STUDY MATERIAL ::
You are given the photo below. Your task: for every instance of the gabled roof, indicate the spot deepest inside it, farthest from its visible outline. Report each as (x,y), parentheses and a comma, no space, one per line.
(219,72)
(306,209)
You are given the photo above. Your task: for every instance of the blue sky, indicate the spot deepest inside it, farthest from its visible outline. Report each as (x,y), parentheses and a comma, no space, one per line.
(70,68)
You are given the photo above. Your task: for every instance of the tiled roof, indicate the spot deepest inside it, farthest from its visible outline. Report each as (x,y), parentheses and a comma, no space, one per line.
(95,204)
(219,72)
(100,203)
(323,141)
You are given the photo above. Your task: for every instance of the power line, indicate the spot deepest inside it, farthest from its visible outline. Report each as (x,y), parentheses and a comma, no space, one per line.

ABOUT THIS TASK :: Only an exact copy is wanted here: the line containing "of the blue" and every later line, up to and including the last line of the listing.

EXERCISE RESULT ::
You are given the photo above. Your task: for every instance of the blue sky, indicate the spot deepest inside it, farthest from its visible outline. Report each as (x,y), parentheses and a comma, no space, one per line.
(70,68)
You are given the photo above. Your task: for every instance of the tiled roof, indicate the spot deepest inside it, farthest from its visible outline. Report each as (x,y), parentheses and a comma, no space, one per line.
(95,204)
(219,72)
(100,203)
(323,141)
You are given the photo above. Your task: for every instance of the power line, indicate the spot deepest inside it, farthest from its visible outline. Report each as (x,y), parentheses and a comma, no space, one per line.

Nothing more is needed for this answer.